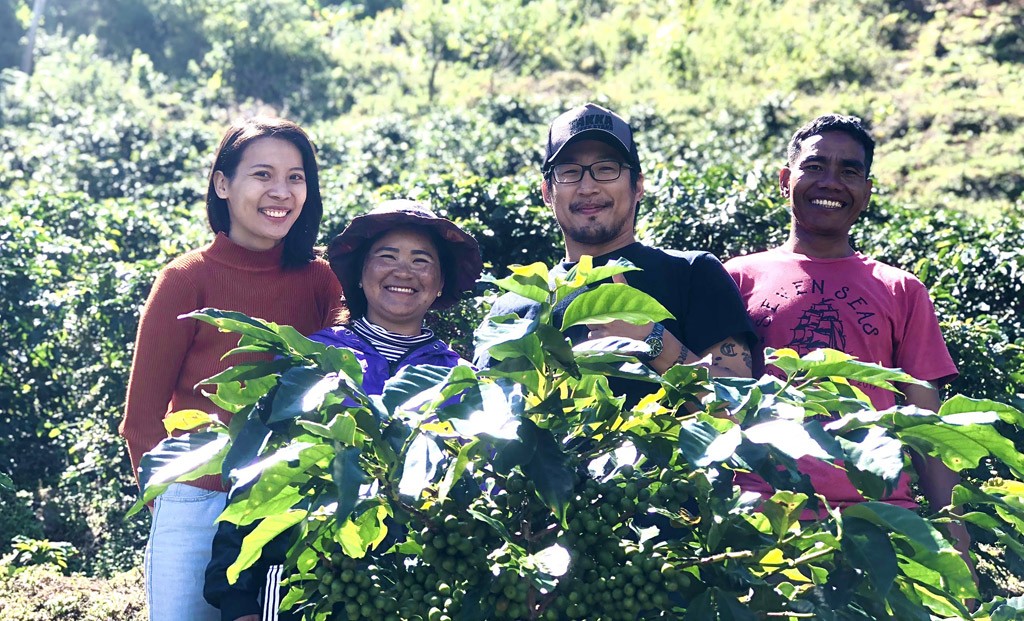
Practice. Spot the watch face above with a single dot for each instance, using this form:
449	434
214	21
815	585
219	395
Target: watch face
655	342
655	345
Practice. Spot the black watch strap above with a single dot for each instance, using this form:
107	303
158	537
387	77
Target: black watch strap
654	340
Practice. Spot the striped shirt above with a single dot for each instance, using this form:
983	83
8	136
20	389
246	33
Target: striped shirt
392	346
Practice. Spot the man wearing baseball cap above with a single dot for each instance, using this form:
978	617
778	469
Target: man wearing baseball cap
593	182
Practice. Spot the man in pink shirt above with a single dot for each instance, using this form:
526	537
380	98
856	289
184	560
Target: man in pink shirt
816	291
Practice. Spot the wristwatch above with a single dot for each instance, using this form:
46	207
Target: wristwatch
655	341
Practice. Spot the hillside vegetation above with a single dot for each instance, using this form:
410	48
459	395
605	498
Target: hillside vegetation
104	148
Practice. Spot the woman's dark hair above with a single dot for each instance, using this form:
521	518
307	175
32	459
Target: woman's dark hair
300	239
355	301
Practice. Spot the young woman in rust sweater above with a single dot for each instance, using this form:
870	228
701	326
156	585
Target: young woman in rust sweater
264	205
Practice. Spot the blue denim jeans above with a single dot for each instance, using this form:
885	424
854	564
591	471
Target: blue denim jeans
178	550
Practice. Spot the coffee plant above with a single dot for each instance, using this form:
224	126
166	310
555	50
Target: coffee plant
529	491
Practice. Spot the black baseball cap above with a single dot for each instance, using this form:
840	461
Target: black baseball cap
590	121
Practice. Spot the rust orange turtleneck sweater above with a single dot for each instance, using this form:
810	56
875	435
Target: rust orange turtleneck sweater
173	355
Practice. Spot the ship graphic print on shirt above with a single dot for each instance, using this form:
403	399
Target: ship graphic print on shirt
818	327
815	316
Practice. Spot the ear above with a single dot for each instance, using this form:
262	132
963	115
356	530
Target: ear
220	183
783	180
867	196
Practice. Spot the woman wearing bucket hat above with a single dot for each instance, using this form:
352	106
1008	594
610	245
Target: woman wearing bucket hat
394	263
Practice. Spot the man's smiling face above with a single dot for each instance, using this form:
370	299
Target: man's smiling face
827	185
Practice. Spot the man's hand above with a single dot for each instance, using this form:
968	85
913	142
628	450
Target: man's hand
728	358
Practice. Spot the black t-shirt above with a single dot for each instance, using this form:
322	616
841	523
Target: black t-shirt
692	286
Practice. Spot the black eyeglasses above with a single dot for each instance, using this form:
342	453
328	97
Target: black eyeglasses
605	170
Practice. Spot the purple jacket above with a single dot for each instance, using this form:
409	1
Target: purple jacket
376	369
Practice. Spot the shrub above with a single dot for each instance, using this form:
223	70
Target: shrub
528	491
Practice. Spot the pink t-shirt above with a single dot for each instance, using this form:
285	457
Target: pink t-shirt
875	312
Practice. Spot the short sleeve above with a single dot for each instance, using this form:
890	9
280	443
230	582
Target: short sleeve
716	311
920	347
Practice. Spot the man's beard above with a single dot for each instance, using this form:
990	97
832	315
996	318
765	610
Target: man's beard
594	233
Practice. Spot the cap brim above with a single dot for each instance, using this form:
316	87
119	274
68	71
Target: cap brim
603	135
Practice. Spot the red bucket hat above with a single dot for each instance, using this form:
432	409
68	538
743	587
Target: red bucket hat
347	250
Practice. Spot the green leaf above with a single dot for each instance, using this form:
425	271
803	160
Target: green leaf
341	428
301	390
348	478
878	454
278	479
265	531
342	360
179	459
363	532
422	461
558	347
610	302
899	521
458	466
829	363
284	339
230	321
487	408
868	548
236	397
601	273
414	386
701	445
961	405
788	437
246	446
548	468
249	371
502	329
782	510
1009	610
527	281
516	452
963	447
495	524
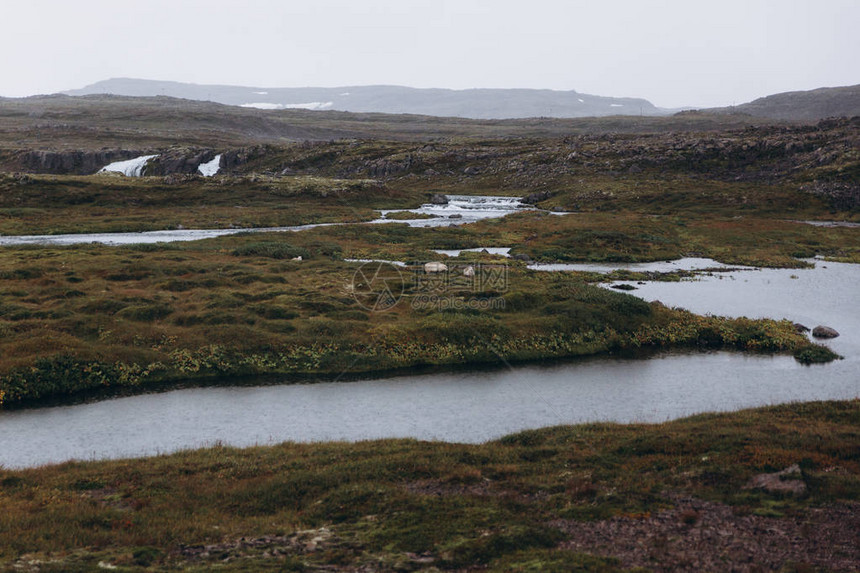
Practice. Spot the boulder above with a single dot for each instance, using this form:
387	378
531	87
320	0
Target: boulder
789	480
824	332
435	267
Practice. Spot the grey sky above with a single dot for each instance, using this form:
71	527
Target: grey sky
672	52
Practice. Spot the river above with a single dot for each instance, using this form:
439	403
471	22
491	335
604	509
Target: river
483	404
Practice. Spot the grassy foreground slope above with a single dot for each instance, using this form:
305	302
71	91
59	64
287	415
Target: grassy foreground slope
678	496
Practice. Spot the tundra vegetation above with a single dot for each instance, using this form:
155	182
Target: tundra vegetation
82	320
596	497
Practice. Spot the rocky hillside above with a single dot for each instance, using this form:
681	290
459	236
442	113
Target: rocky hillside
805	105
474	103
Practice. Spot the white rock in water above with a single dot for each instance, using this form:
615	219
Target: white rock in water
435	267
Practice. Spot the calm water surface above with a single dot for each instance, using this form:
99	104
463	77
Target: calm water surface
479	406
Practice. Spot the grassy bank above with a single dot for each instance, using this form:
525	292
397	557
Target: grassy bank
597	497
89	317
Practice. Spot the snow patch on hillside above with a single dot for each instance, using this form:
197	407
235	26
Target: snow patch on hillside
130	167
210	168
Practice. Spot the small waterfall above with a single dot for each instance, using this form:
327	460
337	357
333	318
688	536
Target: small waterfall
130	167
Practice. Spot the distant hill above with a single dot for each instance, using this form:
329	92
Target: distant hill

▶ GIVEN EXERCISE
Your task is to return, exactly and on their own, the lines from the one containing "Practice. Spot the boulder" through the last line of the listing.

▶ RESPONSE
Practice. Spot the boulder above with a single dot for each instance, using this form:
387	378
531	87
320	0
Target: boulder
789	480
824	332
435	267
Practice. Spot the grey sky above with a single dot for each instance, using this form:
71	527
Target: grey sky
672	52
Practice. Spot the river above with a single dot for each instance, using this form:
439	403
471	22
491	335
604	509
Target: river
483	404
Practice. Spot the grassy foreground slope above with a single dot for each instance, using this form:
305	302
71	91
59	64
287	415
Target: grassy foreground slope
678	496
Practice. Spot the tundra vegetation above with a single dot for each instance, using this form:
155	182
Target: tundra vegetation
82	320
596	497
Practice. Spot the rocky hillside above with a single dot for each instance, using this form:
681	290
459	236
442	113
Target: rocky hillside
805	105
474	103
Practice. Spot the white rock in water above with a single dot for each instance, using this form:
615	219
Target: white rock in water
435	267
Practice. Spot the calm water surface above with a single dot for each instance, using this form:
99	104
463	77
Target: calm water surface
479	406
Practice. Spot the grassy bank above with a single dot for each instance, using this form:
525	292
397	557
Target: grassy bank
597	497
89	317
Practice. Spot the snow patch on hillside above with a single dot for each instance, using this form:
197	407
235	26
Target: snow patch on hillside
130	167
210	168
Practice. Spot the small waterfall above with a single dot for each instance, using this form:
327	460
337	357
333	318
688	536
Target: small waterfall
130	167
Practice. Spot the distant hill above with a single dot for each instance, using this form:
329	92
Target: distant hill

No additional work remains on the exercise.